» Zu erledigende Aufgaben:
A. Schreiben Sie aus dem Auszug über die Ghettorenten den Abschnitt ab, beginnend mit „Andrea Nahles steht“ und weiter bis einschließlich „fügt er hinzu.“.
B. In welchem Hotel steht Andrea Nahles laut dem Auszug über die Ghettorenten an der Rezeption?
C. Bitte setzen Sie den Auszug über die Ghettorenten nach seinem letzten Satz fort.

» Auszug:
<<<<

Jerusalem. Die Kanzlerin hat bei den deutsch-israelischen Regierungskonsultationen eine schnelle Regelung der Altersbezüge ehemaliger jüdischer Ghetto-Arbeiter angekündigt. Nicht zuletzt „für die sehr betagten Menschen“ sei das von Bedeutung. Kompromisse will sie in der Beziehung zu Israel durch Nähe erreichen. Boykotte sind dabei für sie keine Option.

Andrea Nahles steht an der Rezeption im Hotel „King David“ und holt weit aus. „Oh, das ist eine lange Geschichte.“ Die Sozialministerin schickt sich gerade an, das Schlusskapitel zu schreiben. Wir reden über die Ghettorenten. Es geht nicht um die Holocaust-Überlebenden im engeren Sinne, sondern um die Zwangsarbeiter. „Das ist für uns von großer Bedeutung“, beteuert der israelische Ministerpräsident Benjamin Netanjahu, „historisch und emotional“, fügt er hinzu.

>>>>

» Auszüge aus Datensätzen:
<<<<

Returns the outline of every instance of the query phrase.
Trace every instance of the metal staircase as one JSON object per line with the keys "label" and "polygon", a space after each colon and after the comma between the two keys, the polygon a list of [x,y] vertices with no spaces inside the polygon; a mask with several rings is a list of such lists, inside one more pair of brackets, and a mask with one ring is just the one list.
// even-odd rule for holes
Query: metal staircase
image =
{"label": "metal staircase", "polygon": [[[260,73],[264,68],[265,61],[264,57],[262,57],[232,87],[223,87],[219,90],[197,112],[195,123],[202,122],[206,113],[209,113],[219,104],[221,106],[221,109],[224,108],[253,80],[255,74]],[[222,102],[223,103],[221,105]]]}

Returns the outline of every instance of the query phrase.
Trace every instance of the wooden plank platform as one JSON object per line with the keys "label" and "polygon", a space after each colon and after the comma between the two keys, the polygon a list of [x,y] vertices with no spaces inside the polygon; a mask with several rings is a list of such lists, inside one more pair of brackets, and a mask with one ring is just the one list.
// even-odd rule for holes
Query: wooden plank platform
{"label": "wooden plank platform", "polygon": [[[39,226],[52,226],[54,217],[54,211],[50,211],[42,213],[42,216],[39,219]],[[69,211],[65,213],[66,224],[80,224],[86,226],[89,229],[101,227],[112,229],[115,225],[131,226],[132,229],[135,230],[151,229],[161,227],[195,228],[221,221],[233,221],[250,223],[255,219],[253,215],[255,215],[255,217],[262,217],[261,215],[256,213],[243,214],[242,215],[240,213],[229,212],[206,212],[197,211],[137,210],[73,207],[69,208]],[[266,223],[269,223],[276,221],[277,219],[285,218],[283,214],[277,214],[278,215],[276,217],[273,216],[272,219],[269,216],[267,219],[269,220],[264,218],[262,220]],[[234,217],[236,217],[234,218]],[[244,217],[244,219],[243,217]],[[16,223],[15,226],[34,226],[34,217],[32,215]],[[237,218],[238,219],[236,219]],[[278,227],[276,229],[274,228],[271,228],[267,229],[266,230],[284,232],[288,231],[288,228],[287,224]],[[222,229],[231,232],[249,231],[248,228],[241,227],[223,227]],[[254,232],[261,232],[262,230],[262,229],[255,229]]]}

>>>>

» Ergebnisse je Aufgabe:
A.
Andrea Nahles steht an der Rezeption im Hotel „King David“ und holt weit aus. „Oh, das ist eine lange Geschichte.“ Die Sozialministerin schickt sich gerade an, das Schlusskapitel zu schreiben. Wir reden über die Ghettorenten. Es geht nicht um die Holocaust-Überlebenden im engeren Sinne, sondern um die Zwangsarbeiter. „Das ist für uns von großer Bedeutung“, beteuert der israelische Ministerpräsident Benjamin Netanjahu, „historisch und emotional“, fügt er hinzu.

B. Im Hotel „King David“.

C.
Die Menschen haben gearbeitet und Anspruch auf Pension. Seit 2002 sind sie dazu berechtigt, aber viele fielen doch durch das Raster im Rentenrecht. Jetzt will Nahles es so vereinfachen, dass die meisten von ihnen zum Zuge kommen. Es geht um 24.000 Menschen, 20.000 in Israel. Sie sind im Durchschnitt 85 Jahre alt und kämpfen um 200 Euro im Monat. Im April will Nahles das Gesetz einbringen und vor der Sommerpause will durch den Bundestag bringen.

Merkel bekommt den höchsten Orden des Landes

Jerusalem, zweiter Tag der fünften deutsch-israelischen Konsultationen: Es wird nicht viel haften bleiben. Die Bilder aus der Residenz von Präsident Shimon Peres, als er der Kanzlerin den höchsten Orden verleiht, gehören dazu und eben die vielen kleinen Projekte und Geste. Ihre Summe macht für Merkel die Beziehungen aus. Kulturell bewegt sich mehr als in der harten Politik.

Ein Wissenschaftler sprach neulich von einer „paradoxen Hinwendung“, weil bei den jungen Leute die Kurse über die deutsche Literatur hoch begehrt sind und weil Deutsch als Sprache boomt. Sie soll ab 2015 als Fremdsprache im Schulwesen verankert werden.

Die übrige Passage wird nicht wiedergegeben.